- Assignment: Every record must be repeated exactly, with no omission.

- Source data:

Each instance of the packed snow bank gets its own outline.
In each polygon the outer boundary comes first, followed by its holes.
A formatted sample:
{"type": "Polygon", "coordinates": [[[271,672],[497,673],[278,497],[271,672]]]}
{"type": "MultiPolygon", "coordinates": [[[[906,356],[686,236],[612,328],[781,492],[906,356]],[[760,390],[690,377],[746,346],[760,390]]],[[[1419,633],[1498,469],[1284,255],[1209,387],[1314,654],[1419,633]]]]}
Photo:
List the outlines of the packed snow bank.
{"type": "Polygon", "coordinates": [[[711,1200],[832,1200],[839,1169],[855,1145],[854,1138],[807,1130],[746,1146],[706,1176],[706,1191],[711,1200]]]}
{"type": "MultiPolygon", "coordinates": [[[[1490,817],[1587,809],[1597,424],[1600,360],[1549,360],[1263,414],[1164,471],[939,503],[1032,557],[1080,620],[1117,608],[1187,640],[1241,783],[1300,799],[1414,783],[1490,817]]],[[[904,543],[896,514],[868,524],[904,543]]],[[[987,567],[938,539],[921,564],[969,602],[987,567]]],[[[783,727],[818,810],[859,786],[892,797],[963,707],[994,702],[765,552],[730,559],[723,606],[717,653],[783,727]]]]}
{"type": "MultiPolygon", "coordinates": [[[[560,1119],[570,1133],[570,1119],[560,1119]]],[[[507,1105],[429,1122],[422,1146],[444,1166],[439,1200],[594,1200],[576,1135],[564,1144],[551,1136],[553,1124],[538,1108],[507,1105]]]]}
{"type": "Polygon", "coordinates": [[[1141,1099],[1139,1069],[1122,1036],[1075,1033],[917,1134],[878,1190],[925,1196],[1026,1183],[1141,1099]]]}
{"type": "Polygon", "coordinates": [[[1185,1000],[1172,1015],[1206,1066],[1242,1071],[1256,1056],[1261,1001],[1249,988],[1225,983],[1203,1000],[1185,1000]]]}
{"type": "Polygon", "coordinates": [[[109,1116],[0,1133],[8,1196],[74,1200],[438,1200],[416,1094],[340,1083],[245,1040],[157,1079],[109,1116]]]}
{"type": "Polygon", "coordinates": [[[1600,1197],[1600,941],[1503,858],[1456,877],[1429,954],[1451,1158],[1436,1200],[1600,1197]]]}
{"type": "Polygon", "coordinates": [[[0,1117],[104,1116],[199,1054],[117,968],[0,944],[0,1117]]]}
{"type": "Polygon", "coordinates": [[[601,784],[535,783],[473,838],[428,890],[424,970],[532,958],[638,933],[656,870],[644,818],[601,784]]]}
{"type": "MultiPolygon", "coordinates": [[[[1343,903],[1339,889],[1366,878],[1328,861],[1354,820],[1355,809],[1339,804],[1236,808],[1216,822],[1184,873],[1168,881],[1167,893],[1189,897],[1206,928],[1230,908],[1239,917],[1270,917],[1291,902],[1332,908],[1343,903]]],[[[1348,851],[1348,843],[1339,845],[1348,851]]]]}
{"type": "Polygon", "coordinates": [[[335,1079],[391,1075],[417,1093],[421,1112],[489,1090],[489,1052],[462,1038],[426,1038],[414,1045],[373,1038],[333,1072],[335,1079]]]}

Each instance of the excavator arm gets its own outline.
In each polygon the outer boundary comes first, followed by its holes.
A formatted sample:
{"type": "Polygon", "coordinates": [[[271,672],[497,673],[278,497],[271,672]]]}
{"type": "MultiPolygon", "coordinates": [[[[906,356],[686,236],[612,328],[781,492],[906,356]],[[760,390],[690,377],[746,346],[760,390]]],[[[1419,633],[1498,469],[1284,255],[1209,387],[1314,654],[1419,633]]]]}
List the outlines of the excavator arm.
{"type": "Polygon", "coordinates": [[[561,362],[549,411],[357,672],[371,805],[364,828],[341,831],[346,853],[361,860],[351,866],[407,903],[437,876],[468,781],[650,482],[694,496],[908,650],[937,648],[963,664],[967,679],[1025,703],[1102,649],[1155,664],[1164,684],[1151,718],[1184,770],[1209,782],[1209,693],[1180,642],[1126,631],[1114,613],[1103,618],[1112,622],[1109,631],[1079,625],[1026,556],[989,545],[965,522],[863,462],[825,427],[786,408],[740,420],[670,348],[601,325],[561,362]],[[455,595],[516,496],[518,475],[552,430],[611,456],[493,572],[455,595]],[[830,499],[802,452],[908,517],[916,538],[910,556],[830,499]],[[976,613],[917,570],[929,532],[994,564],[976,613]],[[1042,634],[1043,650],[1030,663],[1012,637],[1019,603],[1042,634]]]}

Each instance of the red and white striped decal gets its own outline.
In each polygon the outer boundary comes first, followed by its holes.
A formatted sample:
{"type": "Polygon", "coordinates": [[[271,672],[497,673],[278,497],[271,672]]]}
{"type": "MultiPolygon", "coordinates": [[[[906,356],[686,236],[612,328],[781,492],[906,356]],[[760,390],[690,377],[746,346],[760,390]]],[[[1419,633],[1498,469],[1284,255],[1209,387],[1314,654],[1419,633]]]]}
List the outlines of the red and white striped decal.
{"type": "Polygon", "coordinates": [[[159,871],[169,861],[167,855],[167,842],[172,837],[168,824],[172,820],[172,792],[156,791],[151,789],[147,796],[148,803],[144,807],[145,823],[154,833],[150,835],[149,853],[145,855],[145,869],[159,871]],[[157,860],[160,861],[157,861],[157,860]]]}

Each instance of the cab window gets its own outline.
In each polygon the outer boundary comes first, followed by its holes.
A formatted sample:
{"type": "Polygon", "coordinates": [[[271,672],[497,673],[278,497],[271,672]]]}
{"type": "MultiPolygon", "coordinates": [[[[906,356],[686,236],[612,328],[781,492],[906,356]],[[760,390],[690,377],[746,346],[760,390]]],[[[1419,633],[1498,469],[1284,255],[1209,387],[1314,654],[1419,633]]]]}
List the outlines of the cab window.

- Answer for the task:
Each instance of the packed snow bank gets its own outline.
In each polygon the outer boundary comes first, followed by its holes.
A formatted sample:
{"type": "Polygon", "coordinates": [[[271,672],[497,673],[278,497],[271,672]]]}
{"type": "MultiPolygon", "coordinates": [[[[906,356],[686,236],[612,328],[781,492],[906,356]],[[760,390],[690,377],[746,346],[760,390]]],[[[1419,633],[1498,469],[1284,255],[1209,387],[1314,654],[1419,633]]]]}
Photo:
List the outlines of the packed snow bank.
{"type": "Polygon", "coordinates": [[[711,1200],[832,1200],[839,1169],[855,1145],[854,1138],[807,1130],[746,1146],[706,1176],[706,1191],[711,1200]]]}
{"type": "MultiPolygon", "coordinates": [[[[1490,817],[1587,809],[1597,424],[1600,360],[1549,360],[1263,414],[1164,471],[939,503],[1032,557],[1080,620],[1117,608],[1187,640],[1241,783],[1300,799],[1414,783],[1490,817]]],[[[904,543],[896,514],[868,524],[904,543]]],[[[987,567],[938,539],[921,564],[969,602],[987,567]]],[[[783,727],[818,810],[859,786],[892,797],[963,707],[994,702],[765,552],[730,559],[723,606],[717,653],[783,727]]]]}
{"type": "MultiPolygon", "coordinates": [[[[560,1119],[570,1133],[570,1119],[560,1119]]],[[[507,1105],[429,1122],[422,1146],[444,1166],[439,1200],[594,1200],[576,1135],[564,1144],[551,1136],[553,1124],[538,1108],[507,1105]]]]}
{"type": "Polygon", "coordinates": [[[1141,1099],[1139,1069],[1122,1036],[1075,1033],[917,1134],[878,1190],[925,1196],[1026,1183],[1141,1099]]]}
{"type": "Polygon", "coordinates": [[[1185,1000],[1172,1015],[1206,1066],[1242,1071],[1256,1056],[1261,1001],[1249,988],[1225,983],[1203,1000],[1185,1000]]]}
{"type": "Polygon", "coordinates": [[[109,1116],[0,1133],[8,1196],[74,1200],[438,1200],[416,1094],[340,1083],[245,1040],[157,1079],[109,1116]]]}
{"type": "Polygon", "coordinates": [[[1600,1197],[1600,941],[1503,858],[1456,877],[1429,954],[1451,1158],[1436,1200],[1600,1197]]]}
{"type": "Polygon", "coordinates": [[[0,1117],[104,1116],[199,1054],[117,968],[0,944],[0,1117]]]}
{"type": "Polygon", "coordinates": [[[601,784],[535,783],[473,838],[428,890],[424,970],[532,958],[638,933],[656,870],[644,818],[601,784]]]}
{"type": "MultiPolygon", "coordinates": [[[[1343,903],[1339,889],[1366,878],[1328,861],[1354,820],[1355,809],[1339,804],[1236,808],[1216,822],[1184,873],[1168,881],[1167,893],[1189,897],[1206,928],[1230,908],[1239,917],[1270,917],[1291,902],[1332,908],[1343,903]]],[[[1348,851],[1348,843],[1339,845],[1348,851]]]]}
{"type": "Polygon", "coordinates": [[[335,1079],[391,1075],[417,1093],[421,1112],[489,1090],[489,1052],[462,1038],[426,1038],[414,1045],[373,1038],[333,1072],[335,1079]]]}

Each instance of the excavator arm gets its own outline.
In each polygon the outer boundary comes first, followed by its holes.
A formatted sample:
{"type": "Polygon", "coordinates": [[[271,672],[497,673],[278,497],[271,672]]]}
{"type": "MultiPolygon", "coordinates": [[[[906,356],[686,236],[612,328],[781,492],[906,356]],[[760,390],[690,377],[746,346],[760,390]]],[[[1419,633],[1498,469],[1284,255],[1209,387],[1314,654],[1419,633]]]]}
List the outlines of the excavator arm.
{"type": "Polygon", "coordinates": [[[561,362],[549,411],[357,672],[371,805],[364,828],[341,831],[346,853],[361,860],[351,866],[407,903],[437,876],[468,781],[650,482],[694,496],[908,650],[937,648],[963,664],[967,679],[1025,703],[1102,649],[1155,664],[1164,684],[1151,718],[1184,770],[1209,782],[1209,693],[1180,642],[1126,631],[1114,613],[1103,618],[1112,622],[1109,631],[1079,625],[1026,556],[989,545],[965,522],[863,462],[825,427],[786,408],[740,420],[670,348],[601,325],[561,362]],[[455,595],[516,496],[518,475],[552,430],[611,456],[493,572],[455,595]],[[830,499],[802,452],[908,517],[916,538],[910,556],[830,499]],[[976,613],[917,570],[929,532],[994,564],[976,613]],[[1042,634],[1043,650],[1030,663],[1012,637],[1019,603],[1042,634]]]}

Each instance of the red and white striped decal gets its own outline.
In each polygon the outer boundary comes first, followed by its holes.
A formatted sample:
{"type": "Polygon", "coordinates": [[[271,672],[497,673],[278,497],[271,672]]]}
{"type": "MultiPolygon", "coordinates": [[[[906,356],[686,236],[612,328],[781,492],[906,356]],[[760,390],[690,377],[746,346],[760,390]]],[[[1419,633],[1498,469],[1284,255],[1209,387],[1314,654],[1419,633]]]]}
List the outlines of the red and white striped decal.
{"type": "Polygon", "coordinates": [[[159,871],[169,861],[167,855],[167,842],[172,837],[168,824],[172,820],[172,792],[156,791],[151,789],[147,796],[148,803],[144,807],[145,823],[154,833],[150,835],[149,853],[145,855],[145,869],[159,871]],[[157,860],[160,861],[157,861],[157,860]]]}

Each instance of the cab window gets its own outline.
In each polygon the outer boundary comes first, followed by its holes.
A formatted sample:
{"type": "Polygon", "coordinates": [[[271,672],[497,673],[278,497],[271,672]]]}
{"type": "MultiPolygon", "coordinates": [[[[906,356],[686,236],[612,328],[781,492],[906,356]],[[760,390],[690,377],[746,346],[760,390]]],[[[1419,633],[1498,469],[1284,255],[1209,387],[1314,654],[1419,633]]]]}
List the outlines of the cab window.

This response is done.